_Problem to work on:_
Every record should be written out again in full, with no character altered.

Stored items from a collection
────────────────────────────────────────

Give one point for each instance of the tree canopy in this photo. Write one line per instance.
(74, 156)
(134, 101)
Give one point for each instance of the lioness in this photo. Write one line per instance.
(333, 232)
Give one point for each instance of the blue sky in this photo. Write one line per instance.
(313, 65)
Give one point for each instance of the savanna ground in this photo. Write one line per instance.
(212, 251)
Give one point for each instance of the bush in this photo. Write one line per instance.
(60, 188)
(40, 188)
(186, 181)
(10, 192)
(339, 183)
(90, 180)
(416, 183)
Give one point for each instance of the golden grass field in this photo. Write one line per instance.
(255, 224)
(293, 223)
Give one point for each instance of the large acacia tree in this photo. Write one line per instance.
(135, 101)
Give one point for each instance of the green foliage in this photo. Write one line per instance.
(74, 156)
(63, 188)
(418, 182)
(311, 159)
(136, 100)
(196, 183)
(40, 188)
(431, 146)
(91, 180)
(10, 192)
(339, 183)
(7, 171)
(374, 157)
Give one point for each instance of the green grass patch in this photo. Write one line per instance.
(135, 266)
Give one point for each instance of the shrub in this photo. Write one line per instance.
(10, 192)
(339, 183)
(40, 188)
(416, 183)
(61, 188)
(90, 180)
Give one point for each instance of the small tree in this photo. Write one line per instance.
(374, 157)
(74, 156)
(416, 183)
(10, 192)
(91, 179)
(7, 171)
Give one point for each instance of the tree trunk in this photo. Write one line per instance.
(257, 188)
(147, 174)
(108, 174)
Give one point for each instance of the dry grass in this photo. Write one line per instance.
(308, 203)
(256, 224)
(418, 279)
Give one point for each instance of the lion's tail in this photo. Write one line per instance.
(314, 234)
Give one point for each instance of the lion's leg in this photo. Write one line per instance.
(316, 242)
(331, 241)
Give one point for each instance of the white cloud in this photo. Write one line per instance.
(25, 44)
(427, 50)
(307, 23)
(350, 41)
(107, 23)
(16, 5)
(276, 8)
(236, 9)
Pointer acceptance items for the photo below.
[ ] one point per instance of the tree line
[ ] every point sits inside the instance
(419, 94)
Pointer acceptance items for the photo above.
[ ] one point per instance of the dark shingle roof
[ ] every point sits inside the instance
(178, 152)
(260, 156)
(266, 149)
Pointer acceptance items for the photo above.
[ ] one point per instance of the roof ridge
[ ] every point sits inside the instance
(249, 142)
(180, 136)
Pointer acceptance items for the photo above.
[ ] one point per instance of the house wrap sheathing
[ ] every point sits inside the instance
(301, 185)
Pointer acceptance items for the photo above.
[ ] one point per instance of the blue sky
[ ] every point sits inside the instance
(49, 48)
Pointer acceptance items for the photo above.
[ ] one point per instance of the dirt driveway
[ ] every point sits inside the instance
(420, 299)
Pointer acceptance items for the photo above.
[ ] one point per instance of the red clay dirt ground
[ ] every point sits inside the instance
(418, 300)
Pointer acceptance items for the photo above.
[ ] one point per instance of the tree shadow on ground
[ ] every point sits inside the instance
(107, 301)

────────────────────────────────────────

_Expected output:_
Give one point for each instance of the tree canopy in this photo. Write one line per instance.
(74, 156)
(134, 101)
Give one point for each instance of the lioness in this photo. Write one line per instance.
(333, 232)
Give one point for each instance of the blue sky in this photo. Write one line per instance.
(313, 65)
Give one point for each instance of the savanna ground in this photo. Write one line per instance.
(212, 251)
Give one point for each instance of the bush in this photo. Write one line per instance.
(60, 188)
(40, 188)
(186, 181)
(10, 192)
(339, 183)
(90, 180)
(416, 183)
Give one point for each instance of the golden grass field in this photo. Write one line per instance.
(255, 224)
(293, 223)
Give one point for each instance of the large acacia tree in this photo. Write one line per instance.
(135, 101)
Give one point for each instance of the green foliage in this photo. Write one line per instance.
(74, 156)
(63, 188)
(418, 182)
(311, 159)
(136, 100)
(196, 183)
(40, 188)
(431, 146)
(91, 180)
(10, 192)
(339, 183)
(7, 171)
(374, 157)
Give one point for each instance of the green grass patch in this photo. Write one line per instance.
(135, 266)
Give one point for each instance of the shrub in this photo. Write one line per instance.
(10, 192)
(339, 183)
(40, 188)
(416, 183)
(61, 188)
(90, 180)
Give one point for each instance of the small tree in this photo. Write one line per instance.
(374, 157)
(74, 156)
(416, 183)
(10, 192)
(91, 179)
(7, 171)
Give one point for each instance of the tree trunk in this photo. Write one line per instance.
(257, 188)
(147, 174)
(108, 174)
Give one point for each instance of the dry grass in this photo. Write one line per instance.
(308, 203)
(256, 224)
(418, 279)
Give one point for each instance of the lion's tail in this photo. Write one line per instance.
(314, 234)
Give one point for each instance of the lion's leg in this photo. Write one line per instance.
(316, 242)
(331, 241)
Give one point for each instance of the white cloud in this photo. Write one line per instance.
(25, 44)
(427, 50)
(307, 23)
(350, 41)
(107, 23)
(16, 5)
(276, 8)
(236, 9)
Pointer acceptance items for the photo below.
[ ] one point per instance of the tree line
[ ] every point sits inside the instance
(419, 94)
Pointer acceptance items for the photo above.
[ ] one point per instance of the dark shingle roof
[ ] every point sits inside the instance
(178, 152)
(260, 156)
(266, 149)
Pointer acceptance items for the photo above.
[ ] one point per instance of the roof ridge
[ ] every point sits inside the instance
(249, 142)
(180, 136)
Pointer acceptance items for the photo above.
[ ] one point per instance of the house wrap sheathing
[ ] every point sits inside the instance
(301, 185)
Pointer acceptance items for the photo above.
[ ] one point per instance of the blue sky
[ ] every point sits inside the instance
(49, 48)
Pointer acceptance items for the photo above.
[ ] one point per instance of the dirt driveway
[ ] every point sits inside the instance
(420, 299)
Pointer acceptance items for the photo above.
[ ] one point per instance of the red clay dirt ground
[ ] every point sits inside the instance
(418, 300)
Pointer acceptance items for the photo above.
[ ] one point per instance of the tree shadow on ground
[ ] every point sits inside the instance
(107, 301)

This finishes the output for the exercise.